- WORK TO COMPLETE: Give every line of the data below as a Markdown table with a "Row" column numbering each line and a "Content" column holding the line itself. Leave out blank lines.

- DATA EXCERPTS:

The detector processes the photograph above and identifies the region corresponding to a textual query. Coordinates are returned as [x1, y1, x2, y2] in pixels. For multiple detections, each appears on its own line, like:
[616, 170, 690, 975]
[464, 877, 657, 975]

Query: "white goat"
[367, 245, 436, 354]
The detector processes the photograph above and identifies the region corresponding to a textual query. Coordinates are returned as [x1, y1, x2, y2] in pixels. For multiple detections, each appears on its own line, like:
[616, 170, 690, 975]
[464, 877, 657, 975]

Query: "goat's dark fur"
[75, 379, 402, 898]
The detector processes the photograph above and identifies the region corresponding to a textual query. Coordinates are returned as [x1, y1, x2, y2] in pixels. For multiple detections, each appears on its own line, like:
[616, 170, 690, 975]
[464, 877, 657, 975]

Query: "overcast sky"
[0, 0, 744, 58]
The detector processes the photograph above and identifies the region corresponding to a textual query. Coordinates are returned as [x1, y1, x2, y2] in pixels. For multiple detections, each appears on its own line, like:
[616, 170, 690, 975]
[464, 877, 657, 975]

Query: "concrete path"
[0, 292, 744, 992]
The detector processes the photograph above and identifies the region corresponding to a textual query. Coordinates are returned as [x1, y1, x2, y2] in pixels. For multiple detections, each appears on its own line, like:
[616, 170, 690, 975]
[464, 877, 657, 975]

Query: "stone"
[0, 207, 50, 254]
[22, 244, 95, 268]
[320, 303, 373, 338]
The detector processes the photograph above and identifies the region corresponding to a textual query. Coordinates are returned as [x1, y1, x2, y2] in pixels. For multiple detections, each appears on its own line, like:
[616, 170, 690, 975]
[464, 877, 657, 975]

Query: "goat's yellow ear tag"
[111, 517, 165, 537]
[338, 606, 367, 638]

- EXERCISE SOLUTION:
| Row | Content |
|---|---|
| 1 | The detector processes the photograph above and identifies the region corresponding to a textual query. Coordinates are returned as [x1, y1, x2, y2] in pixels. For multiple detections, each appears on its own line, like: |
| 2 | [616, 170, 690, 975] |
| 3 | [464, 877, 657, 975] |
| 4 | Query: "white goat" |
| 5 | [367, 245, 436, 354] |
| 6 | The detector processes the photograph above and identifies the region corresponding to a textual query. Coordinates are returned as [x1, y1, x2, y2] in pixels. For multiple detections, each appears on its own line, like: |
| 7 | [616, 170, 690, 975] |
| 8 | [464, 877, 657, 975] |
| 9 | Query: "goat's dark fur" |
| 10 | [75, 379, 402, 898] |
| 11 | The detector processes the photograph above and identifies the region corresponding to a textual query. Coordinates are returned as [x1, y1, x2, y2] in pixels. For multiple detections, each appears on its own line, like: |
| 12 | [616, 170, 690, 975] |
| 13 | [464, 877, 657, 975] |
| 14 | Query: "overcast sky" |
| 15 | [0, 0, 744, 58] |
| 16 | The detector processes the photograph above and identifies the region corresponding to a textual query. Coordinates are returned as [x1, y1, x2, y2] in pixels. For multiple detections, each appears on its own line, like: |
| 17 | [616, 170, 690, 975] |
| 18 | [464, 877, 657, 975] |
| 19 | Query: "concrete path" |
| 20 | [0, 292, 744, 992] |
| 21 | The detector processes the photograph above and identifies the region corresponding to a textual query. Coordinates are returned as [x1, y1, x2, y2] in pixels. For multiple detections, each appears on its own line, like: |
| 22 | [616, 170, 690, 975] |
| 23 | [464, 877, 657, 975] |
| 24 | Query: "stone" |
| 25 | [0, 207, 50, 254] |
| 26 | [22, 244, 95, 268] |
| 27 | [320, 303, 373, 338] |
| 28 | The detector processes the photograph above and identifies the region corresponding to a textual query. Coordinates are returned as [x1, y1, x2, y2] in pixels. For multiple detections, each appears on its own line, like: |
| 29 | [616, 170, 690, 975] |
| 30 | [464, 877, 657, 975] |
| 31 | Query: "goat's yellow ear tag" |
| 32 | [111, 517, 165, 537] |
| 33 | [338, 606, 367, 638] |